> **Passage given**:
Thanks for letting me know. I'm just curious. My first Maxtor HD failed with an ext3 fs and this one is reiserfs. What is my making my fs's fail?

And does rebuild-tree destroy the data on the HD?

Thanks again.

----------

## djpenguin

The appearance of bad blocks is almost always a sign the drive is going bad.

I've never had good luck with Maxtor drives, IME they fail about as often as WD drives (a lot)

----------

## Hal Pacino

Almost always or always? (I think I'll buy a Seagate next time.)

Is there e a way to know for certin that my HD will fail?

Is it too risky to turn it on and root around a bit if I don't have a spare HD with which to immediately try a backup?

Thanks for your input guys.

----------

## djpenguin

If it were my hard drive, I wouldn't fire it up again until I was ready to do an immediate backup.

Almost always means exactly what it sounds like.  There are rare exceptions, but usually, it means the drive is on it's way out, so it's time to salvage the data and RMA the sucker.

----------

## doggizback

had the same trouble. Maxtor 160GB IDE

im absolutely the worst person in the world at getting gentoo loaded on a system...i finally got it on there, after about 2 months of cracking my head over it...

only to have the drive one day decide its fried. had it maybe 3 months, after taking 2 months to get the system on there.

> **Challenge 1**: Do these statements agree with the forum thread on failing drives above? Answer yes or no for each and quote the thread's deciding words. (a) The first Maxtor drive failed while using a reiserfs file system. (b) djpenguin would not power the drive on again before being ready to back it up right away. (c) doggizback's drive was a Maxtor 160GB IDE.

> **Dataset rows**:
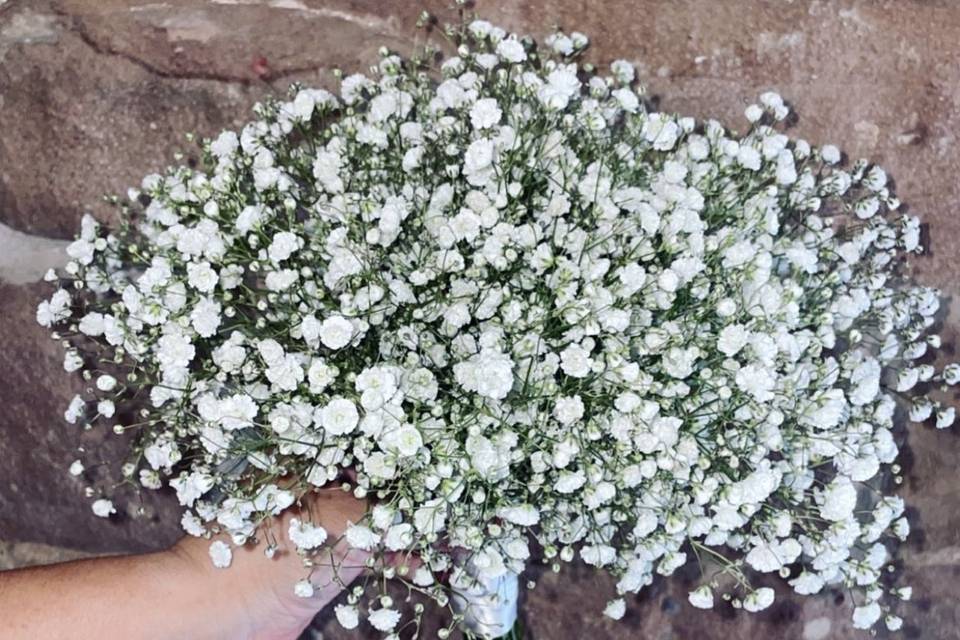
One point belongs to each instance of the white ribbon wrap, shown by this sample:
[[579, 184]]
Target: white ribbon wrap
[[488, 606]]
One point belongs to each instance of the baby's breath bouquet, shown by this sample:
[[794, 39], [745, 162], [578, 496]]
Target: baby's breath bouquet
[[523, 314]]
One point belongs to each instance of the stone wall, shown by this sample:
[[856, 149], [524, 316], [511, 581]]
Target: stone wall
[[96, 93]]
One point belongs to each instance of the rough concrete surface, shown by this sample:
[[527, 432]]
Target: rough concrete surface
[[96, 93]]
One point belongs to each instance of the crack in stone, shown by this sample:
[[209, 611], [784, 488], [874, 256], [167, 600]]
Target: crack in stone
[[76, 26], [24, 258]]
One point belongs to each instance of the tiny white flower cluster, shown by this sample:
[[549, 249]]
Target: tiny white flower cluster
[[517, 304]]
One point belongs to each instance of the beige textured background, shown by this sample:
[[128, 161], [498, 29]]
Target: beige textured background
[[96, 93]]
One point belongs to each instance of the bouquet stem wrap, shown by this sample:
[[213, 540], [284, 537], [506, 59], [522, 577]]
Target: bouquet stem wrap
[[488, 605]]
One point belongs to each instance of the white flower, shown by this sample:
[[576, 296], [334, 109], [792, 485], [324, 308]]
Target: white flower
[[106, 382], [757, 381], [511, 50], [733, 337], [75, 411], [384, 619], [283, 246], [336, 332], [568, 482], [306, 535], [567, 411], [404, 441], [220, 554], [866, 616], [103, 508], [488, 373], [399, 537], [202, 277], [701, 597], [347, 616], [361, 537], [303, 589], [758, 600], [485, 113], [339, 416], [575, 361], [615, 609], [205, 317], [807, 583], [525, 515], [839, 500]]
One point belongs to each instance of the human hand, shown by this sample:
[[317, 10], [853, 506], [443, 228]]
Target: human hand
[[262, 588]]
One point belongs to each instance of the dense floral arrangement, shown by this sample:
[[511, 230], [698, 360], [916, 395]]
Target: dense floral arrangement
[[519, 306]]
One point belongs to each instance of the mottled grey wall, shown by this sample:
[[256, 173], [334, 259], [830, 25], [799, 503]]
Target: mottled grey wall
[[96, 93]]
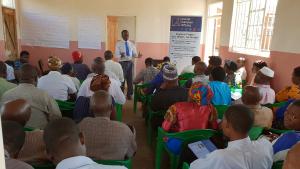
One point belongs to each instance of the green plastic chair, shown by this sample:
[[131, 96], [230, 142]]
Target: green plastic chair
[[277, 165], [66, 108], [126, 163], [221, 110], [185, 166], [186, 136], [119, 111], [138, 96], [186, 76]]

> **Challenge 2**: Can you print the records from the line containing "One point belongs to each instance of the white flower, shown" through the end of the records, copying each line exactly and leaving out the pictures?

> **Task response 1**:
(a) No: "My first Maxtor HD failed with an ext3 fs and this one is reiserfs."
(b) Yes: "I wouldn't fire it up again until I was ready to do an immediate backup."
(c) Yes: "Maxtor 160GB IDE"

> **Task response 2**:
One point belongs to each instance of the white flower, shown by this sample:
[[576, 296], [334, 109], [792, 485], [324, 308]]
Target: white flower
[[106, 382], [757, 381], [511, 50], [733, 337], [75, 411], [384, 619], [283, 246], [336, 332], [568, 482], [306, 535], [567, 411], [404, 441], [220, 554], [866, 616], [103, 508], [488, 373], [399, 537], [202, 277], [701, 597], [347, 616], [361, 537], [303, 589], [758, 600], [485, 113], [339, 416], [575, 361], [615, 609], [205, 317], [807, 583], [525, 515], [839, 500]]
One point belongs to each instance of the human hand, shown by this sample:
[[317, 10], [853, 506], [443, 228]]
Target: human hand
[[262, 588]]
One point belongs to each instance of the dense floral arrangement, shown by this sample:
[[511, 230], [698, 360], [916, 395]]
Target: dense floral arrangement
[[519, 306]]
One point belongs to each instance of the mottled grey wall, shown by this sample:
[[256, 173], [334, 259], [830, 25], [799, 503]]
Target: mottled grey wall
[[96, 93]]
One point belongs to each instance of the green plastic chair, shown by this sample:
[[131, 96], [230, 142]]
Target: green plastic chair
[[277, 165], [66, 108], [126, 163], [221, 110], [185, 166], [186, 136], [119, 111], [138, 96], [186, 76]]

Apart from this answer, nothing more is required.